Document:
# # # #

I believed that questions of race, identity and culture were the major issues post-colonial Europe had to face, and that inter-generational conflict was where these conflicts were being played out. The British-born children of immigrants were not only more religious and politically radical than their parents – whose priority had been to establish themselves in the new country – but they despised their parents’ moderation and desire to “compromise” with Britain. To them this seemed weak.
What does he mean by ‘politically radical’ in that paragraph? More religious and politically radical – so by radical he means right-wing radical. But it’s not entirely clear if he knows that’s what he means. I think that’s a confusion a lot of people have – they conflate anger (and, yes, ‘grievance’) and sulkiness and intransigeance and violence with radicalism, meaning (vaguely, sort of) lefty or at least revolutionary radicalism. (‘Revolutionary’ of course is just as tricky, and in the same way. Hitler was a revolutionary. One can have a revolution that’s not an egalitarian or progressive one – to put it mildly.) Maybe that’s one reason there is this weird current of almost-sympathy for Islamist terrorists that is entirely absent in the case of the BNP; maybe that’s one reason the SWP is hooked up with Respect.

# # # #

Problem:
In the passage on political radicalism, what party is the SWP said to be hooked up with?

Listed entries:
# # # #

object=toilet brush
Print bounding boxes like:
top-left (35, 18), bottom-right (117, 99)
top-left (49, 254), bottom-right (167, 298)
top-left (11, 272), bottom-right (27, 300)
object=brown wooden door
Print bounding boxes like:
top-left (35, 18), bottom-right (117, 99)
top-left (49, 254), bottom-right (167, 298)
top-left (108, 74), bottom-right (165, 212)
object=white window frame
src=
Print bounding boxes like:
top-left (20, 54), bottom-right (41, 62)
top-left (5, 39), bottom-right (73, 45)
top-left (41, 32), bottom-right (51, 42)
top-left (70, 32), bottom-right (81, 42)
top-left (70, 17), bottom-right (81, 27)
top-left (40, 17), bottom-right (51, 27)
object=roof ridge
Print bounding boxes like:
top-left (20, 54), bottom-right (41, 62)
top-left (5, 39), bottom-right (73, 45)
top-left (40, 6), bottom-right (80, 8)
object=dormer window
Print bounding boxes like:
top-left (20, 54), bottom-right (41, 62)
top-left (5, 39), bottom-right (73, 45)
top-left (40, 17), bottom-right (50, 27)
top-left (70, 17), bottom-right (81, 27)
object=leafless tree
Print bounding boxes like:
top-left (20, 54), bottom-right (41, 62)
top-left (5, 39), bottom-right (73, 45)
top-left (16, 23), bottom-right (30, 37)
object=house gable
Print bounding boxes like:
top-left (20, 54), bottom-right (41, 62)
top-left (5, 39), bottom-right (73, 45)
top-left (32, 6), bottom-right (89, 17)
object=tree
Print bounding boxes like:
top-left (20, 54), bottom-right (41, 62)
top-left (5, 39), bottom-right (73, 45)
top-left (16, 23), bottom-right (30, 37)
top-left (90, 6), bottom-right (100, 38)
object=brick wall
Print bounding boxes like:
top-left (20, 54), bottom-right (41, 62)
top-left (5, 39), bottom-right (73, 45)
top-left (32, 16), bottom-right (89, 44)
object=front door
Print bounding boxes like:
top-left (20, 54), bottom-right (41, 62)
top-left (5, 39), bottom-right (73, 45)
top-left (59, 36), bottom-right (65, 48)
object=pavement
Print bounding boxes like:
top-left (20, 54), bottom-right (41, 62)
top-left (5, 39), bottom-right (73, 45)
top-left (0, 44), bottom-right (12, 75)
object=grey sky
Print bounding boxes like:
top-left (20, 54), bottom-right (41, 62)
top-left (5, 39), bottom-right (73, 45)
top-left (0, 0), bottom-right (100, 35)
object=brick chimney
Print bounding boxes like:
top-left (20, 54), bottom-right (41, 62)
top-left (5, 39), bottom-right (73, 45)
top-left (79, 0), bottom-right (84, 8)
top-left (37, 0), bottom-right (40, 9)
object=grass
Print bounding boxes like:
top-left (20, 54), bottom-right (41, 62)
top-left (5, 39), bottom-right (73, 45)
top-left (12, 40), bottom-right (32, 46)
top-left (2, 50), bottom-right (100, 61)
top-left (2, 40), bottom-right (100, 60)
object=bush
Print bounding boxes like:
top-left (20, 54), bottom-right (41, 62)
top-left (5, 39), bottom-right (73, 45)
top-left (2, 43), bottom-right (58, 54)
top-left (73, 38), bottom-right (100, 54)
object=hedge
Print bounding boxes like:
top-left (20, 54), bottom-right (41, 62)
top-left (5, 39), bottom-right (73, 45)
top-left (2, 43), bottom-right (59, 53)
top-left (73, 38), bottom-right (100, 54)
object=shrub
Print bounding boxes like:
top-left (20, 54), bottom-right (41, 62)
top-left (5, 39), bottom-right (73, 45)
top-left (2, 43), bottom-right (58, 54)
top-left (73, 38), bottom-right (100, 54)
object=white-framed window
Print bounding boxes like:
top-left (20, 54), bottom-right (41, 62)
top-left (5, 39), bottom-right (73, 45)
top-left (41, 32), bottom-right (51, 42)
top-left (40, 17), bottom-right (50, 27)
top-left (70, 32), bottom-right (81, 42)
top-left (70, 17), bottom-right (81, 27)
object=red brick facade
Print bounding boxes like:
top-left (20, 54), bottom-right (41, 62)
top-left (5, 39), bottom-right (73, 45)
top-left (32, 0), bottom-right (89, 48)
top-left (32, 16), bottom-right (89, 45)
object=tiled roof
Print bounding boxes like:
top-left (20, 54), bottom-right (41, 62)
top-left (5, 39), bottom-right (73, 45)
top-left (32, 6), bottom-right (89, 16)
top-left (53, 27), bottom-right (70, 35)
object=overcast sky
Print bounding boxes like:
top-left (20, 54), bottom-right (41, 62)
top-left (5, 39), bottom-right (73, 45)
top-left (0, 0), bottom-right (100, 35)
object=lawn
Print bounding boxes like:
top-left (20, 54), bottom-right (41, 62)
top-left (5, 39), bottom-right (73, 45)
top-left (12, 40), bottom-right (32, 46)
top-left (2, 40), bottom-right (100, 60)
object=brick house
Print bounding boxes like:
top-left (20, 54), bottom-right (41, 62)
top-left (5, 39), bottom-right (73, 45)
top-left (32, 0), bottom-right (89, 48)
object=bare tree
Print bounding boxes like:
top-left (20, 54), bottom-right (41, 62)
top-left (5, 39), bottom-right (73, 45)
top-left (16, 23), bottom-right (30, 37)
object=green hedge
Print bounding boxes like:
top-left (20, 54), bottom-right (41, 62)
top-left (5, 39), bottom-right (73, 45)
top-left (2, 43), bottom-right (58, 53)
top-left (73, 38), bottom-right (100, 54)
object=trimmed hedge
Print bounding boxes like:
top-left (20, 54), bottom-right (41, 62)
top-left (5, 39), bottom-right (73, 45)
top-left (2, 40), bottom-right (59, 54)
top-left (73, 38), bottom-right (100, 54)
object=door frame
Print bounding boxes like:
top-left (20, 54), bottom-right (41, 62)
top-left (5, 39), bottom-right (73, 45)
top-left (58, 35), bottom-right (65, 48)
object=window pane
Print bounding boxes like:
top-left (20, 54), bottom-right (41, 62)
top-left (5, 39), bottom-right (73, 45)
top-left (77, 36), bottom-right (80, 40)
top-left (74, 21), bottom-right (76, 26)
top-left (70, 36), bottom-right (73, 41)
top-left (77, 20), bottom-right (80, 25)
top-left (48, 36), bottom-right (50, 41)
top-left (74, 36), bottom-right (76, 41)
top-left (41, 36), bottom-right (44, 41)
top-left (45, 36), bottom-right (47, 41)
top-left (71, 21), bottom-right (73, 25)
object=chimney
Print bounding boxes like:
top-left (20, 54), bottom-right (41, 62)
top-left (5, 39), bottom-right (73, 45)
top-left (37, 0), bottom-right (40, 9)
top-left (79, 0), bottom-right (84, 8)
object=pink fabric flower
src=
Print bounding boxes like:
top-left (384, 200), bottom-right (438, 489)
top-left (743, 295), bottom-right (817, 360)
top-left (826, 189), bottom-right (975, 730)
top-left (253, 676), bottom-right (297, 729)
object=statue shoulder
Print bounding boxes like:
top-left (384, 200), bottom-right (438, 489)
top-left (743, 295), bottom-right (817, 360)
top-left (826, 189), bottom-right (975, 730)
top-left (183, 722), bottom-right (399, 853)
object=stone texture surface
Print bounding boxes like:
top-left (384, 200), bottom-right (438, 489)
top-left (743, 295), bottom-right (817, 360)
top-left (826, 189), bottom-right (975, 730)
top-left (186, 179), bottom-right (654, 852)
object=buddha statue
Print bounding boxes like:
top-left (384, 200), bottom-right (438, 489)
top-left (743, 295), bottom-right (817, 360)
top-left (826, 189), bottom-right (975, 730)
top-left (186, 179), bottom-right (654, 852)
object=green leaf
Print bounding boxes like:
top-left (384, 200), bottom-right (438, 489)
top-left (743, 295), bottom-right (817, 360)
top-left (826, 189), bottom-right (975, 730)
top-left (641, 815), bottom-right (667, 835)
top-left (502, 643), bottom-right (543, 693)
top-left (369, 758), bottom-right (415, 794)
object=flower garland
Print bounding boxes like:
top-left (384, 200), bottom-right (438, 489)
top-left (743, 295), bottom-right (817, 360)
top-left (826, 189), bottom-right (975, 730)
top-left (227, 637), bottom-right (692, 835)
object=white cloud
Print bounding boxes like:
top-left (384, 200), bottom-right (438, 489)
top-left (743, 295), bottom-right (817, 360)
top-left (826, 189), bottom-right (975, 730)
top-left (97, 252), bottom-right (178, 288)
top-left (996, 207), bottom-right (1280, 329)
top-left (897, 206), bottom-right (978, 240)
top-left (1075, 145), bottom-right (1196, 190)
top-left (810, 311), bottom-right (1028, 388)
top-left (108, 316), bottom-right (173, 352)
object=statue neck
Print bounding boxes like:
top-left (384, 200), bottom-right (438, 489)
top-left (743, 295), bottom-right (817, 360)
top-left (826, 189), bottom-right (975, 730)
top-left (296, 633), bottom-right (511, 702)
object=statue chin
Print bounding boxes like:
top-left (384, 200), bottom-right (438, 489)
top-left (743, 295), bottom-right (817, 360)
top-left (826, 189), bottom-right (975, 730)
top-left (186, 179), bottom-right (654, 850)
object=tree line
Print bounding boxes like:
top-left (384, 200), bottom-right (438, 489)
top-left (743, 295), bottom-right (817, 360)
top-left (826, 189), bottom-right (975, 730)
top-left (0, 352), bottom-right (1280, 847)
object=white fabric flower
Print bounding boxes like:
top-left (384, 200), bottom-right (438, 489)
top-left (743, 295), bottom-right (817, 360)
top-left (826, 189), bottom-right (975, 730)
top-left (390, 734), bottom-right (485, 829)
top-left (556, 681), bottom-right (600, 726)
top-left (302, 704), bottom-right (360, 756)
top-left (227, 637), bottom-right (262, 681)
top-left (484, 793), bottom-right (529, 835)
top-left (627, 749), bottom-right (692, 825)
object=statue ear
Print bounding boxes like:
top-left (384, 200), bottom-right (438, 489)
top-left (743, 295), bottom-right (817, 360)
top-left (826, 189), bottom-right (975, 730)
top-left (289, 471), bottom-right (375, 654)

# # # #

Output below:
Respect